→ Required task: Transcribe everything in the data word for word. Pictures are left out.

→ Source data:
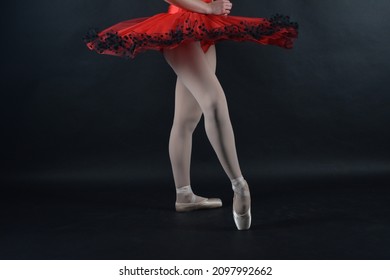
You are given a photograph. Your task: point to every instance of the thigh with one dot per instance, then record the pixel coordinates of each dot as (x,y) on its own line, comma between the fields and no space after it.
(186,106)
(196,71)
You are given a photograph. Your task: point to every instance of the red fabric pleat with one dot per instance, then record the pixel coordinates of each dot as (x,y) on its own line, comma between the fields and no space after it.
(168,30)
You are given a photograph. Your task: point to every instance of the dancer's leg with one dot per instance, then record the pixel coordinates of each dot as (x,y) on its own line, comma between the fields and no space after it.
(186,117)
(191,66)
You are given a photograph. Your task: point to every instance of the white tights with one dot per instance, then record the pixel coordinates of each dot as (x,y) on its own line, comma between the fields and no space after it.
(198,92)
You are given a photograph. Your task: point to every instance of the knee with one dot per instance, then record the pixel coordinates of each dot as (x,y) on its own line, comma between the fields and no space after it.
(214,107)
(186,125)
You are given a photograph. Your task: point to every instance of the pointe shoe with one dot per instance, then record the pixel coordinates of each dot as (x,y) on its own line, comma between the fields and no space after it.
(207,203)
(242,221)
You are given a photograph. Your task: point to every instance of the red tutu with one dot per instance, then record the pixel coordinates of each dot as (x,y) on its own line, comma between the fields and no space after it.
(168,30)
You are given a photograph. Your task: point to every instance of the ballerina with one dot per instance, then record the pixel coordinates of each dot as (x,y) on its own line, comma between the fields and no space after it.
(186,35)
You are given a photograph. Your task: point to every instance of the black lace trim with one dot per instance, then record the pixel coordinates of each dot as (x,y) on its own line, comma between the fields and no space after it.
(129,45)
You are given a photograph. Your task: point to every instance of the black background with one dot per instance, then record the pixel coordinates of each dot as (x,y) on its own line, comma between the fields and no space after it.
(70,113)
(71,116)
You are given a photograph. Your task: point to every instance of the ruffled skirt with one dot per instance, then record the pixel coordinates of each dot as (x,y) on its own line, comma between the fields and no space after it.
(178,26)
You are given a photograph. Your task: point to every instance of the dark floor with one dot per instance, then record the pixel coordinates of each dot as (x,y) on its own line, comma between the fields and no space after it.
(316,219)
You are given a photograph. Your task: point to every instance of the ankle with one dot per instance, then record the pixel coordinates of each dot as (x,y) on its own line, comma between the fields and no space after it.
(185,194)
(240,186)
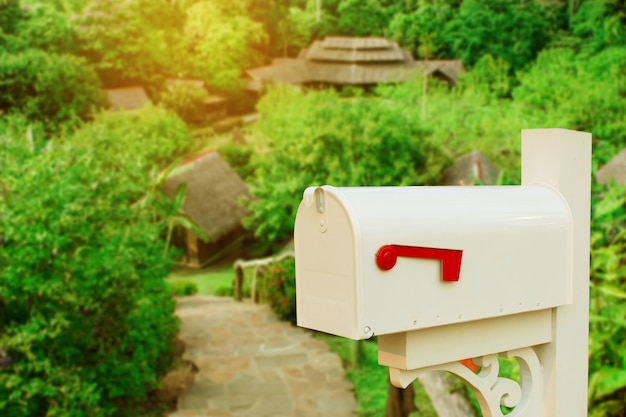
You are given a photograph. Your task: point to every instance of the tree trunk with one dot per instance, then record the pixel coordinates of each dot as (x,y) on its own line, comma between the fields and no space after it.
(400,402)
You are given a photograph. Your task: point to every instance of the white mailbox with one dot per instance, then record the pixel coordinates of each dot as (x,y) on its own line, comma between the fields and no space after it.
(383,260)
(443,274)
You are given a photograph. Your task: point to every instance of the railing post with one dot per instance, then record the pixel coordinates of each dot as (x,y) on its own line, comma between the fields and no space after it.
(238,282)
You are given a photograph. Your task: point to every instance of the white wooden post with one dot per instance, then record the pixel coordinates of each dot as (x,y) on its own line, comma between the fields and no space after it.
(562,159)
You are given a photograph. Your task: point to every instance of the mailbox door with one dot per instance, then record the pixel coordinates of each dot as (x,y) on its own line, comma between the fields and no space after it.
(327,291)
(515,244)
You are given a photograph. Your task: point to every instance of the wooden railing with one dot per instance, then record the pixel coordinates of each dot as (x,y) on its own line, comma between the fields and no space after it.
(260,266)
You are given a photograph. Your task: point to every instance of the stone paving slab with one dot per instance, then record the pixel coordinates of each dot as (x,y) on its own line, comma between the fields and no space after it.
(252,365)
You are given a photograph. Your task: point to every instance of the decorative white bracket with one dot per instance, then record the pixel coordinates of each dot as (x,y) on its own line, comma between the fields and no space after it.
(490,389)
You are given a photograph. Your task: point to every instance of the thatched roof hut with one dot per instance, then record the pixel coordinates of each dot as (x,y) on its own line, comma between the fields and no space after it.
(345,61)
(469,168)
(127,98)
(213,193)
(615,170)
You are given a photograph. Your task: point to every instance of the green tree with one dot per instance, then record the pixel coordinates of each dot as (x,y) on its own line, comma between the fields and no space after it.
(425,21)
(597,25)
(361,18)
(51,88)
(86,320)
(220,41)
(582,93)
(316,138)
(129,41)
(509,29)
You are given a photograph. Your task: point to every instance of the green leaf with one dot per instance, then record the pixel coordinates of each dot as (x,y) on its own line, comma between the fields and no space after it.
(613,291)
(606,381)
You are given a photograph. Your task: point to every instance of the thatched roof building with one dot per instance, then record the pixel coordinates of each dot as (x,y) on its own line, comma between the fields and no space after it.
(213,193)
(470,168)
(615,170)
(127,98)
(343,61)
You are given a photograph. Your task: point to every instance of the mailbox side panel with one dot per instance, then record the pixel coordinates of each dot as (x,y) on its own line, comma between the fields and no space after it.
(515,243)
(326,285)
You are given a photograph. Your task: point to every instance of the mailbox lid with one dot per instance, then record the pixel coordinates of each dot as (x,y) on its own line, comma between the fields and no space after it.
(516,245)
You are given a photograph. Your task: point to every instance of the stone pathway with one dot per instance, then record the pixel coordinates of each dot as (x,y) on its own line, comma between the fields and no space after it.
(252,365)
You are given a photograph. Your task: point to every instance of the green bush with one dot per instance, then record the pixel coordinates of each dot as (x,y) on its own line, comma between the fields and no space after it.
(86,319)
(50,88)
(179,287)
(238,157)
(187,101)
(278,289)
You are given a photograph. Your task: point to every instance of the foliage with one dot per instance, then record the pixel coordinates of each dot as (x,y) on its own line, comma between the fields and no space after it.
(277,288)
(295,31)
(509,29)
(314,138)
(422,25)
(607,359)
(598,25)
(181,287)
(220,41)
(187,101)
(86,323)
(238,157)
(558,86)
(51,88)
(360,18)
(129,41)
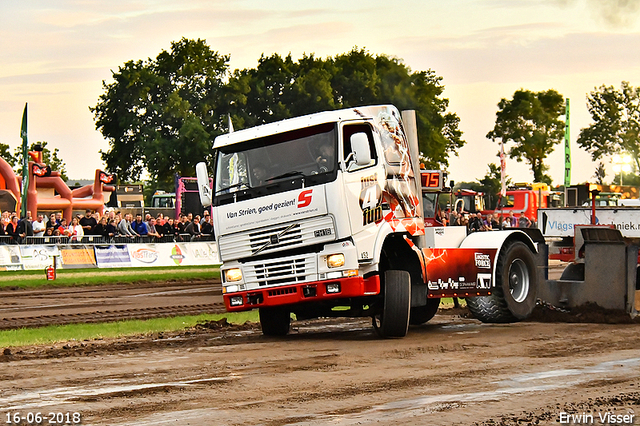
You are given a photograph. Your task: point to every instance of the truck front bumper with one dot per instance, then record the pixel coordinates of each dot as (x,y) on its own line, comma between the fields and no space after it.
(315,291)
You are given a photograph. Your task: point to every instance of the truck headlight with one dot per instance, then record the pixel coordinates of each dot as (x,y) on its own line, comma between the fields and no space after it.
(335,260)
(234,274)
(236,301)
(231,289)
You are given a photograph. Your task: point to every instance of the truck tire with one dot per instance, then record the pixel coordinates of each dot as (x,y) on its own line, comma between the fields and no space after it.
(421,314)
(275,321)
(393,321)
(514,295)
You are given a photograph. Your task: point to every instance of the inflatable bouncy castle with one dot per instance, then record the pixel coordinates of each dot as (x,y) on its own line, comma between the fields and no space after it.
(48,192)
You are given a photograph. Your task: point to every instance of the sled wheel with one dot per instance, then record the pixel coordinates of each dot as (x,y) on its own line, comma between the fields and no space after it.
(393,321)
(514,295)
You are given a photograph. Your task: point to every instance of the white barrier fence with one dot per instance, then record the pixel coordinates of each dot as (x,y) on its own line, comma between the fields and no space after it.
(74,256)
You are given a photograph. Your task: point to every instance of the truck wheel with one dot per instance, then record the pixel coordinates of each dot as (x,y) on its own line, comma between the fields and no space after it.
(514,295)
(275,321)
(421,314)
(394,319)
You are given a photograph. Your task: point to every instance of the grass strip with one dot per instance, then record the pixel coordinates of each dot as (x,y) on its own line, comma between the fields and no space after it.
(86,277)
(78,332)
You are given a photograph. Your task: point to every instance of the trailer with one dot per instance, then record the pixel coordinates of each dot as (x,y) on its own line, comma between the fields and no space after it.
(601,246)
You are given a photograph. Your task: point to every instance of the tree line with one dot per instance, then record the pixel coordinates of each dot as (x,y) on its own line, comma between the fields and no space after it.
(160,115)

→ Completed task:
You are given a photograph. Your task: point to every instance of the thigh with one dot per instance, then record the pixel coordinates of each dot as (x,y) on its own line, comma between the fields and no space after it.
(186,106)
(196,71)
You are given a photograph. Your task: point to every instance of the red fabric pleat with one dot per instance, then record the pixel coordinates of each dot as (x,y) on its own line, comma between the fields and no space after it.
(168,30)
You are given a photograph. Your task: point to every instance of the dancer's leg with one dot per instance, then record the pixel coordinates of each dot as (x,y) on its own line, comma between the fields and no space after it.
(186,117)
(191,66)
You are given a photograph. Your task: point to every instance of the white tights with one dot per instance, then record the pixel coordinates of each dot as (x,y) on its own line, comma between the fields and no space after it.
(198,92)
You are given a photograph. Your task: point to every instance of the knee with one dot per instance, then record the pixel coordinates of each dot as (x,y) on its own line, comma between the fields and no space after it.
(214,107)
(186,125)
You are given a photograph. Your task: point to every instance of the pointe shoe with one dot per instance, then record the pixel coordinates of each dot as (x,y) on its own line, comma between the fields and no space after it.
(207,203)
(242,221)
You are given a photograph. Your task: point to every instance of the red tutu with one dot per instance, then record the pixel coordinates of each dot as (x,y) on its own line, comma between the fields and no space after it.
(168,30)
You are given a photograph. Your task: point to every instance of the ballerina with one dot per instance, then record the pixel coordinates of each dot as (x,y) on its own line, comma between the fields and no space after it.
(186,35)
You are given a photograph. Your task: point to every instance of the black lace trim with one dot per instance, then record the pixel coordinates of each dot as (x,y) on its own line, comma between the fields and no space after it.
(129,45)
You are given a photograph. Your task: point to every instance of the black background with one dot per instance, then record the pixel coordinates of each dot as (x,y) on its own line, comma between the fields and no space after it.
(70,113)
(71,116)
You are given a photograph. Your task: point to every instance of the ruffled skirt with one dot per instance, then record the pixel coordinates of each dot as (x,y) on its own line, comma between the fields and no space after it.
(178,26)
You are given a photograph. Your task: point to every instance of the dark floor with one dot per instance, then record the pixel coordinates of each dot as (x,y) on its own line, comma between the fields and no space after it.
(316,219)
You are given a photograph. Your task: point to every instance of the ankle with one dot per instance, then record the pixel coordinates of each dot as (x,y) on its own line, comma between the fields and no space after it.
(185,194)
(240,186)
You are given a photograph. Your task: point to every instance of the tree trunk with one dot per instance, then record the pixel coordinates of each dot as (x,y) on its own line, comma between the fields and no space after it.
(400,402)
You are given a photograph. Your task: point to every instance of the white mailbox with one dot per instance, then record the pixel coordinates of each dot as (x,y) on its own line, comma between the fields and no space after it.
(383,260)
(443,274)
You are given a photograph. Your task: point to every instance of the railing post with one dot per instance, then record the pixel coordinates of each dot as (x,y) on its own line, comma between the fields and no space after it.
(238,282)
You are given a photograph. Your task: point to every instance of the white wooden post with one dot per instance, then record the pixel coordinates of each dot as (x,y) on its own line, comma between the fields and no space after it.
(562,159)
You are given a photograph. Your task: point to every instance of the mailbox door with one dot per instance, then record the pixel coordinates of each dot as (x,y) on its own line, comma between the fields and no space after it.
(327,291)
(515,244)
You are given a photograph. Your task: point to every instance of the wooden railing with one dot per instance, then record the pixel coordinates of each dot as (x,y) on its own line, comma between the fields and no space after it.
(260,266)
You are given a photograph. Your task: point to every instance of the stone paving slab with one dot per instance, then record the pixel coordinates of each dot as (x,y) on its own line, comma between the fields and no space after it.
(252,365)
You are given a photograph. Your task: point to every instance of the decorative white bracket with one dot per instance, then record the pixel coordinates of each dot as (x,y) on its own line, comma between the fields and no space after it.
(490,389)
You are given a photograph. Your task: point to every instance of the thatched roof hut with one dot per instance, then record the pixel coordinates of each dot as (x,y) on its own line, comma between the fields and no space after it.
(345,61)
(469,168)
(127,98)
(213,193)
(615,170)
You are given a photograph. Your task: point to every instance of the green tree with one dot per instance, then record the pixel coordinates of each dot as (x,y) on its own line, comma between the fields and no space after it.
(425,21)
(597,25)
(361,18)
(51,88)
(86,320)
(220,41)
(582,93)
(316,138)
(129,41)
(509,29)
You are given a photograph. Your task: point to every instance of the green leaf with one dot per instance, then record the pixel coordinates of each dot as (x,y) on its own line, comma between the fields and no space after it.
(613,291)
(606,381)
You are given a photograph. Your task: point to every instance of the thatched roof building with one dot per instance, then record the pixel coordinates of each dot as (x,y) on its own line, comma between the fields and no space after it.
(213,193)
(470,168)
(615,170)
(127,98)
(343,61)
You are given a photograph. Your task: point to every instance of the mailbox side panel with one dot per instance, then record the pixel coordinates of each dot as (x,y) on its own line, comma between the fields and no space after it.
(515,243)
(326,285)
You are given a photograph. Your task: point to every instance of the mailbox lid with one dot per instance, then record the pixel coordinates of each dot as (x,y) on its own line, comma between the fields and no space after it.
(516,245)
You are given a photograph. Your task: point to every instance of the stone pathway with one dot per instance, then record the pixel coordinates of each dot as (x,y) on its own line, comma between the fields and no space after it.
(252,365)
You are given a photograph. Your task: point to every instance of the green bush with one dot per instance, then record the pixel coordinates of each dot as (x,y) on its own line, comma between the fields and no space after it.
(86,319)
(50,88)
(179,287)
(238,157)
(187,101)
(278,289)
You are given a photograph. Your task: point to every instance of the foliage with one dot per instance, then record the pixel coordinates of each dot as (x,y) on its own line, comma between the fields and no space after it.
(277,288)
(295,31)
(509,29)
(314,138)
(422,25)
(607,359)
(598,25)
(181,287)
(220,41)
(187,101)
(86,323)
(238,157)
(558,86)
(51,88)
(360,18)
(129,41)
You are given a photograph. Your task: point to every instance of the truck front bumper with one dot per instance, then record the pixel coordinates of each dot as (x,y) on its own line, comma between the fields and no space after it.
(315,291)
You are given a photograph. Your task: point to every instance of the truck headlight with one dot per instance, then record the pixel coordinates of each dot as (x,y) on its own line, comma between the fields and no space after it.
(335,260)
(234,274)
(236,301)
(231,289)
You are given a photograph. Your task: point to every instance of the truck tire with one dot per instance, then record the pixel coordinates of each dot as (x,y) on its own line, comma between the fields and no space after it.
(421,314)
(275,321)
(393,321)
(514,295)
You are given a photograph. Your task: point to every instance of the inflatable bouncy castle with one dot per instance, then record the pixel coordinates of each dot as (x,y) on its own line, comma between the fields and no space after it.
(48,192)
You are given a photograph. Your task: point to every instance of the sled wheel with one dot per instance, then record the pixel coordinates of each dot as (x,y) on its own line, comma between the fields and no space after it.
(393,321)
(514,295)
You are given a photograph. Your task: point to every instance of the white barrier fence with one dot per instance, then record the pixel coordinates of each dot as (x,y) on its own line, comma between the fields and no space after it.
(74,256)
You are given a photograph. Your task: point to every instance of the truck wheel with one dot per instance, then record the pixel coordinates of each dot as (x,y) on its own line, comma between the fields and no space after it.
(514,295)
(275,321)
(421,314)
(394,319)
You are given a photograph. Your task: point to every instance of the grass strip with one dot per instance, then record the pixel coordinates of each dot as (x,y) on its own line, comma between the fields and no space after it.
(86,277)
(78,332)
You are given a photograph. Your task: point to every instance of the trailer with one dot per instance, then record the pixel coordinates of each dot as (x,y) on its own line, comma between the fields and no space after it.
(601,246)
You are given a photograph. Your task: point to every instance of the tree line with one dot per instance, then record the pixel coordinates of each dot as (x,y) on its own line, comma between the fields and no space after it.
(160,115)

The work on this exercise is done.